= Document extract =
---

Many different techniques have been proposed over the years for removing contaminants from hazardous waste sites, such as contaminated soil, all of which have suffered from one or more disadvantages which have made their use either technically or economically impractical. As used herein, soil can generally be understood to mean an earth-like medium having porosities ranging from a very densely packed clay medium to a relatively loosely packed medium, such as loosely packed sand.
The excavation and subsequent treatment of contaminated soil, for example, by soil washing or incineration, is a costly technique and may expose workers using such process to health risks. Moreover, in the case of soil washing, the procedure may not extract all of the contaminants attached to the clay or silt components of the soil, while in the case of incineration, a site pollution problem may be replaced by the creation of an air pollution problem.
In situ collection and injection remediation techniques have also been proposed. Collection techniques, such as the collection of a contaminant plume by pumping and/or drains, often suffer from dilution by surrounding ground water during collection, thus increasing the pumping and treatment costs. Further, effective control of the direction of the flow is generally not possible due to soil heterogeneity and cracks. Injection techniques, such as by using chemicals or biological agents injected in situ into the soil to detoxify the wastes, suffer from the difficulty of achieving a uniform distribution of the detoxifying materials throughout the soil. Moreover, both collection and injection techniques based on the use of pressure driven liquid flows may be impossible to use in soils having low hydraulic permeability so that their use is generally limited to relatively high permeability soils, e.g., relatively sandy soils. Moreover, when using presently proposed in situ remediation methods, including high pressure soil flushing, vacuum or steam extraction, or radio frequency volatilization, many contaminant materials, and particularly heavy metals, cannot be removed because of the strong attachment forces which bind the metals to the soil particles.

---

= Dataset content =

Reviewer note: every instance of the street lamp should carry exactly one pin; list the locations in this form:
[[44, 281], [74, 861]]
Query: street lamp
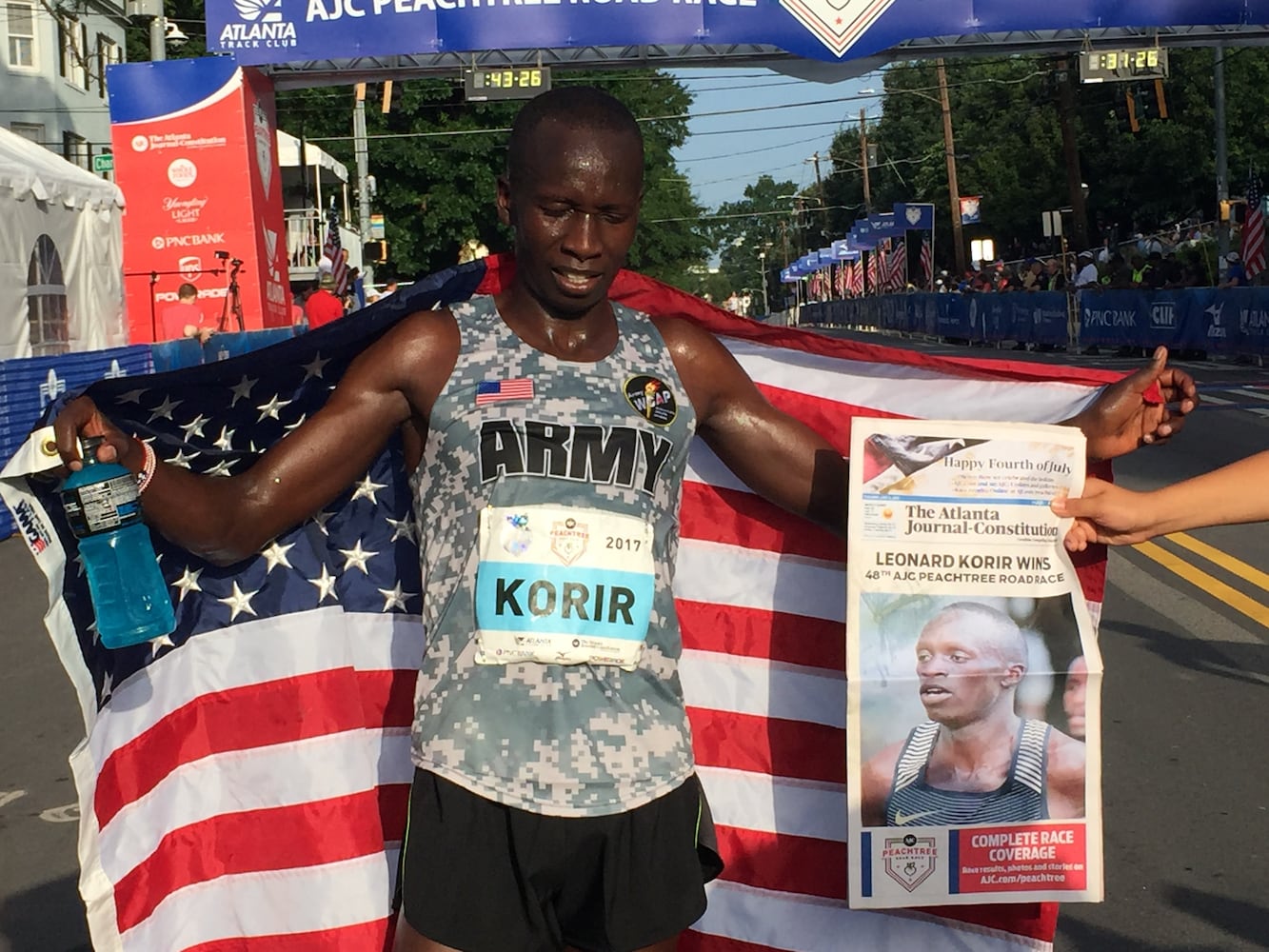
[[762, 258]]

---

= Tasks to carry out =
**A)** In the soil remediation text, why can many contaminants, particularly heavy metals, not be removed by the presently proposed in situ methods?
**B)** From the soil remediation text, return the passage that begins at the words "The excavation and" and stops after the words "air pollution problem.", copied exactly.

= Solutions by task =
**A)** Strong attachment forces bind the metals to the soil particles.

**B)**
The excavation and subsequent treatment of contaminated soil, for example, by soil washing or incineration, is a costly technique and may expose workers using such process to health risks. Moreover, in the case of soil washing, the procedure may not extract all of the contaminants attached to the clay or silt components of the soil, while in the case of incineration, a site pollution problem may be replaced by the creation of an air pollution problem.